Could you pull out, verbatim, the lines of the material below that start with the line containing "Isolate cyclist. Report" and run through the line containing "xmin=474 ymin=212 xmax=604 ymax=490", with both of those lines included?
[BEGIN PROVIDED RECORDS]
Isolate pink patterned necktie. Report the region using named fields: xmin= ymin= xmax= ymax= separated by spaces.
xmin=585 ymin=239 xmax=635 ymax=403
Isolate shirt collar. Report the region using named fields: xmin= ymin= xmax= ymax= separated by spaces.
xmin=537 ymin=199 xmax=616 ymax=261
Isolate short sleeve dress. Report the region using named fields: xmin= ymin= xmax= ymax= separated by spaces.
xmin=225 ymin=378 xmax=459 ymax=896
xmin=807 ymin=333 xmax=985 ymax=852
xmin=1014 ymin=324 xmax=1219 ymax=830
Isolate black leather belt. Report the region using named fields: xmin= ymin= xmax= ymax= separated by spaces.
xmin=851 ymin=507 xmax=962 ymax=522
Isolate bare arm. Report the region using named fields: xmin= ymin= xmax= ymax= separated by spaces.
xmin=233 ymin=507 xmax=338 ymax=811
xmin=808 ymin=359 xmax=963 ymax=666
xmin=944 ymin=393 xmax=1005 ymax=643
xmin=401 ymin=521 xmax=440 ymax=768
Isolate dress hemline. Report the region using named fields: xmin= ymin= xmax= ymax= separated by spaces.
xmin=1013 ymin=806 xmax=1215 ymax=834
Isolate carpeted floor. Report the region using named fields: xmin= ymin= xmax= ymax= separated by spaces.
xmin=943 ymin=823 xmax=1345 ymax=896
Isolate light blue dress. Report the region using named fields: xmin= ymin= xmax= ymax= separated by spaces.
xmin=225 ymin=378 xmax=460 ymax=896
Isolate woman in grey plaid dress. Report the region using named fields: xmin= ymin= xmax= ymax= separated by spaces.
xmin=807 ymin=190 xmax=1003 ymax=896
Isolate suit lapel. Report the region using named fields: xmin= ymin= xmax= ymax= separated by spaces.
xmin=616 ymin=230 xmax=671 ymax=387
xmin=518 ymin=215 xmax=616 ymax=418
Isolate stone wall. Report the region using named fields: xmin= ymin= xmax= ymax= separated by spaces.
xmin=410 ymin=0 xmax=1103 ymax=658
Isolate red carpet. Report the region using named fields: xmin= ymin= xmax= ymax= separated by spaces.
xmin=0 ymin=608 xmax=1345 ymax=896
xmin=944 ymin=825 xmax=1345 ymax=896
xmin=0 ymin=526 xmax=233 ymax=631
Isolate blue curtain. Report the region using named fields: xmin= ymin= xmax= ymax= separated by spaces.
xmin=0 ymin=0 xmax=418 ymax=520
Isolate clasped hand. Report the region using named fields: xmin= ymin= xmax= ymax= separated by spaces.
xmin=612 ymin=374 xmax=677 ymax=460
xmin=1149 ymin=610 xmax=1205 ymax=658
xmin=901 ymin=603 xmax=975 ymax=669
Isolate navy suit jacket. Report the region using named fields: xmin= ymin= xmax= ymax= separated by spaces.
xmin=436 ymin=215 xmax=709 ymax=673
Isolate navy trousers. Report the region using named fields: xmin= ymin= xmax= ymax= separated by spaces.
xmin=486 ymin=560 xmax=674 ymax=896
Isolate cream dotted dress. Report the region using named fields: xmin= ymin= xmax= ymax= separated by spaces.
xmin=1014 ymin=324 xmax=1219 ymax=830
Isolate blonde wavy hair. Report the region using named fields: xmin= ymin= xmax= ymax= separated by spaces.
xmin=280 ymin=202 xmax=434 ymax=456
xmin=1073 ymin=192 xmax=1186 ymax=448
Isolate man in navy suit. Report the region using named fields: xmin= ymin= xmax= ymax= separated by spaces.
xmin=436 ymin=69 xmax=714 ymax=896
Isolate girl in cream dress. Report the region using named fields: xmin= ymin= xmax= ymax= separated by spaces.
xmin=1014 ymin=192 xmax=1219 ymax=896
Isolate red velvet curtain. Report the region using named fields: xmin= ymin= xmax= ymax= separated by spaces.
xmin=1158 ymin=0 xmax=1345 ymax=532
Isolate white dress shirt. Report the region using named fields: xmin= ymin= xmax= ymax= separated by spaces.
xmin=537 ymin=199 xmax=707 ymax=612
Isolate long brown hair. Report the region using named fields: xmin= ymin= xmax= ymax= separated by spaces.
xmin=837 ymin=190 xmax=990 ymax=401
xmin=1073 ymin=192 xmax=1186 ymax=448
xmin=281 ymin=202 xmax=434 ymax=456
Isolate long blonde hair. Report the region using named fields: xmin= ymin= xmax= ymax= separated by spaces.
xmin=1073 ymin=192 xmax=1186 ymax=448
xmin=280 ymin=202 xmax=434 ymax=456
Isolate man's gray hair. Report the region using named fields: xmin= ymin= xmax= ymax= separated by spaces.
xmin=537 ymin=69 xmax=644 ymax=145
[END PROVIDED RECORDS]
[BEGIN PROVIDED RECORDS]
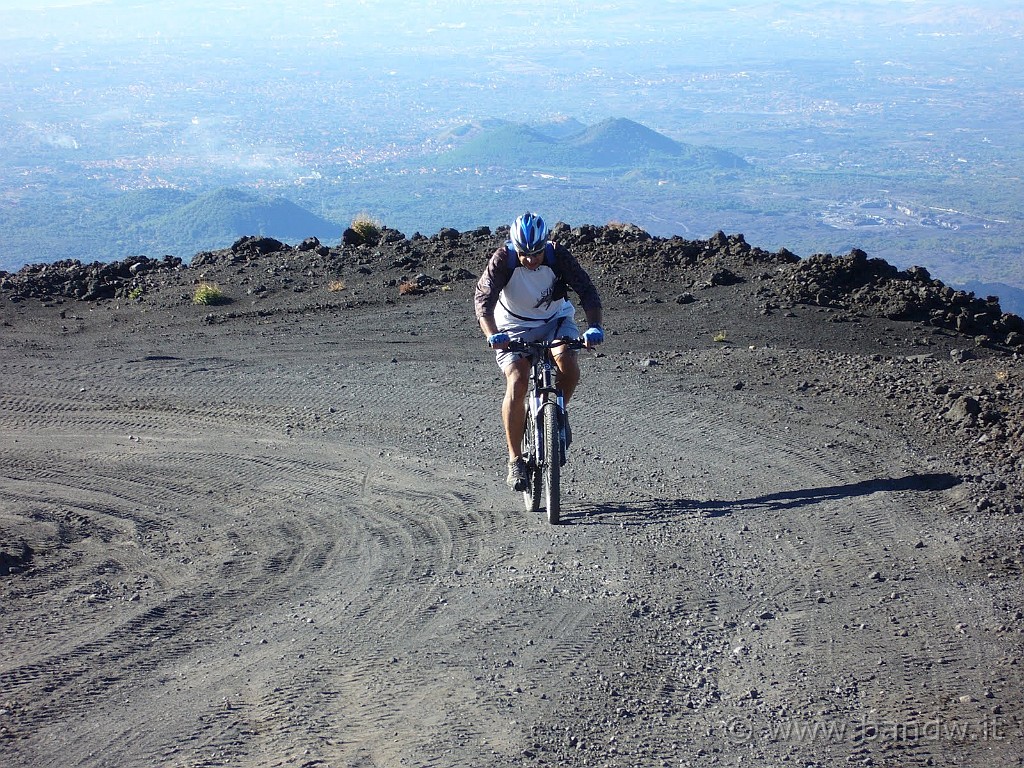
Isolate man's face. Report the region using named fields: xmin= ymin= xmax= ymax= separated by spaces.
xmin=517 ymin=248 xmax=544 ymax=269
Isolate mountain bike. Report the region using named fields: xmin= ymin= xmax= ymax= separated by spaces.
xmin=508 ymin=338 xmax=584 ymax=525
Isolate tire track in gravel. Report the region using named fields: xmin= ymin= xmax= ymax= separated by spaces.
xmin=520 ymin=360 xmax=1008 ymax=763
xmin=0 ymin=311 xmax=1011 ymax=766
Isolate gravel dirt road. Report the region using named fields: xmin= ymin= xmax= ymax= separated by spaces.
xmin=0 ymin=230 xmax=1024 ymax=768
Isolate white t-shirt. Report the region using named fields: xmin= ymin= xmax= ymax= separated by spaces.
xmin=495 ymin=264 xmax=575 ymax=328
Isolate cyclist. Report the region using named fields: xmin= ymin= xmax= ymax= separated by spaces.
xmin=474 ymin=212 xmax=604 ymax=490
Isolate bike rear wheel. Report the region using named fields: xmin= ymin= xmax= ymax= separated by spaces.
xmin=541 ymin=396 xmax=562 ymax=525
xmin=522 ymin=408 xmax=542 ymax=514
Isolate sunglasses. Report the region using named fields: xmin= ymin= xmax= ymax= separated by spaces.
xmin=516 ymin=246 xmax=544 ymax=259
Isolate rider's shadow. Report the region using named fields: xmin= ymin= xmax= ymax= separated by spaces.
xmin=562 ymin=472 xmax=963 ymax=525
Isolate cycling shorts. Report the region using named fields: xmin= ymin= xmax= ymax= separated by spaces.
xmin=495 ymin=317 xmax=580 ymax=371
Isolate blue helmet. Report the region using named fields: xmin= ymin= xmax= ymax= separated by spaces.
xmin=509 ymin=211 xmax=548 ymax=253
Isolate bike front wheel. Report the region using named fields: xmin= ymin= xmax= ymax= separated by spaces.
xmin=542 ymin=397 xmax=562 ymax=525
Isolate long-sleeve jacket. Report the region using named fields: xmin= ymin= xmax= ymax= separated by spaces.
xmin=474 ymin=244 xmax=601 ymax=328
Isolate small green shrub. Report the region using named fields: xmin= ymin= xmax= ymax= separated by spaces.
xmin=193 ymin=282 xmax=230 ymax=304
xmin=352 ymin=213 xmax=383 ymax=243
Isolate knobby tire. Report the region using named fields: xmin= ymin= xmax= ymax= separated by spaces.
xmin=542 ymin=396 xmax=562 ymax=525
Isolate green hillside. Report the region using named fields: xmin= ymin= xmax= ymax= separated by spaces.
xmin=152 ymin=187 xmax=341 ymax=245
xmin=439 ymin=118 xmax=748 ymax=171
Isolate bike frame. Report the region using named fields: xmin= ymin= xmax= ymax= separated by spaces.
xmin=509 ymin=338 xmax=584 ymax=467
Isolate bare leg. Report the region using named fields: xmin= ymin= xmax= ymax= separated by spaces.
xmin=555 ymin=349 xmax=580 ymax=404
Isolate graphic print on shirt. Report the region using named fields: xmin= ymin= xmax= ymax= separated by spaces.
[END PROVIDED RECORDS]
== TASK SOLUTION ==
Isolate cyclist. Report the region using named fields: xmin= ymin= xmax= ymax= separated by spaces.
xmin=474 ymin=212 xmax=604 ymax=490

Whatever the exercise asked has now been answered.